● **What is expected**: Copy every line of the records below word for word, but leave out the pictures.

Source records
===

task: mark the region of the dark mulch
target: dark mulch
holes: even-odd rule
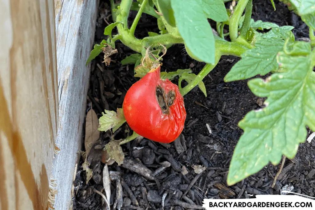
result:
[[[101,1],[95,43],[99,43],[105,38],[103,32],[107,24],[103,18],[106,18],[110,23],[112,22],[108,16],[110,14],[109,1]],[[300,19],[282,3],[275,1],[277,10],[274,12],[270,1],[254,1],[253,18],[255,20],[273,22],[281,26],[294,26],[295,28],[293,31],[297,37],[308,37],[307,28]],[[130,20],[133,20],[135,14],[132,13]],[[140,38],[144,37],[149,31],[158,32],[156,21],[151,17],[143,14],[136,30],[136,36]],[[89,109],[91,104],[99,117],[104,109],[116,111],[117,108],[121,108],[127,90],[138,79],[133,77],[133,65],[121,66],[120,63],[133,53],[132,51],[119,42],[117,42],[116,48],[118,53],[112,57],[109,66],[106,67],[101,63],[101,56],[92,62],[87,109]],[[174,71],[190,67],[194,73],[198,73],[204,64],[192,59],[185,54],[183,49],[183,46],[178,45],[168,50],[163,58],[163,70]],[[137,159],[153,172],[161,167],[159,163],[163,161],[168,161],[171,165],[158,174],[157,181],[145,179],[116,163],[109,166],[110,171],[120,172],[121,180],[123,180],[121,182],[123,190],[121,198],[123,199],[122,209],[145,209],[148,207],[149,209],[161,209],[163,195],[164,197],[166,195],[164,198],[166,209],[170,209],[171,206],[175,206],[176,209],[181,209],[179,206],[197,208],[195,205],[202,205],[204,198],[244,198],[249,197],[249,194],[278,194],[281,188],[287,184],[294,187],[294,192],[314,196],[315,141],[301,144],[293,162],[287,159],[273,188],[271,186],[279,166],[271,164],[233,186],[228,187],[226,185],[230,162],[242,133],[237,123],[248,112],[260,107],[260,99],[249,90],[246,81],[228,83],[223,81],[225,75],[238,59],[232,56],[223,57],[206,77],[203,82],[207,89],[207,98],[197,87],[185,96],[187,117],[182,133],[186,146],[183,145],[181,148],[183,149],[175,148],[174,143],[162,145],[146,139],[140,143],[133,141],[123,145],[126,159]],[[104,70],[103,72],[98,64]],[[174,82],[177,83],[177,81]],[[207,124],[212,131],[211,134]],[[115,139],[125,137],[126,130],[130,131],[125,123]],[[131,132],[129,131],[129,134]],[[100,144],[104,146],[109,141],[111,133],[110,131],[102,133]],[[142,149],[138,149],[139,148]],[[94,150],[90,167],[93,169],[94,176],[88,184],[85,184],[86,175],[82,170],[82,159],[78,167],[74,183],[74,209],[76,210],[102,209],[102,199],[94,192],[93,189],[103,190],[102,172],[104,164],[100,162],[101,150]],[[200,177],[192,167],[197,165],[207,167]],[[188,172],[185,175],[181,172],[184,166]],[[196,177],[198,179],[194,179]],[[117,198],[117,183],[112,181],[111,205]],[[189,189],[188,185],[191,183],[193,184]],[[135,204],[135,199],[138,203],[138,206]]]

===

● **Exercise result**:
task: mark the region of the dark mulch
target: dark mulch
holes: even-odd rule
result:
[[[101,1],[95,43],[99,43],[105,38],[103,32],[107,24],[103,18],[106,18],[110,23],[112,22],[108,16],[110,14],[109,1]],[[300,19],[282,3],[275,1],[277,10],[274,12],[270,1],[254,1],[253,18],[255,20],[273,22],[281,26],[294,26],[295,28],[293,31],[297,37],[308,37],[307,28]],[[130,20],[133,20],[135,14],[132,13]],[[140,38],[144,37],[149,31],[158,32],[156,21],[151,17],[143,14],[136,30],[136,36]],[[89,109],[91,104],[99,117],[104,109],[116,111],[117,108],[121,108],[127,90],[138,79],[133,77],[133,65],[121,66],[120,63],[133,53],[132,51],[119,42],[117,42],[116,48],[118,53],[112,57],[109,66],[106,67],[101,63],[101,56],[92,62],[87,109]],[[174,71],[190,67],[194,73],[198,73],[204,64],[192,59],[185,54],[183,49],[183,46],[178,45],[168,50],[163,58],[163,70]],[[137,159],[153,172],[161,167],[159,163],[163,161],[168,161],[171,165],[158,174],[157,181],[145,179],[116,163],[109,166],[110,171],[120,172],[121,180],[123,180],[121,182],[123,190],[121,198],[123,199],[122,209],[145,209],[148,207],[149,209],[161,209],[163,195],[164,197],[166,195],[164,198],[166,209],[170,209],[171,206],[175,206],[176,209],[181,209],[179,206],[197,208],[195,205],[202,205],[204,198],[244,198],[249,197],[249,194],[278,194],[281,188],[287,184],[294,187],[294,192],[314,196],[315,141],[301,144],[293,162],[287,159],[273,188],[271,186],[279,166],[271,164],[233,186],[228,187],[226,185],[230,162],[242,133],[237,123],[248,112],[260,107],[260,99],[249,90],[246,81],[228,83],[223,81],[225,75],[238,59],[232,56],[223,57],[206,77],[203,82],[207,89],[207,98],[197,87],[185,96],[187,117],[182,133],[186,146],[183,145],[181,148],[183,149],[175,148],[174,143],[162,145],[146,139],[140,143],[133,141],[123,145],[126,159]],[[104,70],[103,72],[98,64]],[[174,82],[177,83],[177,81]],[[207,124],[212,131],[211,134]],[[115,139],[125,137],[126,130],[130,131],[125,123]],[[131,132],[129,131],[129,134]],[[100,144],[104,146],[109,141],[111,133],[110,131],[102,133]],[[142,149],[138,149],[139,148]],[[94,150],[90,167],[93,169],[94,176],[88,184],[85,184],[86,175],[82,170],[82,159],[78,167],[74,183],[74,209],[76,210],[102,209],[102,199],[94,192],[93,189],[103,190],[102,172],[104,164],[100,162],[101,150]],[[200,177],[192,167],[197,165],[207,167]],[[188,172],[185,175],[181,172],[184,166]],[[196,177],[198,179],[194,179]],[[117,198],[117,183],[112,181],[111,205]],[[189,189],[188,185],[191,183],[193,184]],[[135,204],[135,199],[138,203],[138,206]]]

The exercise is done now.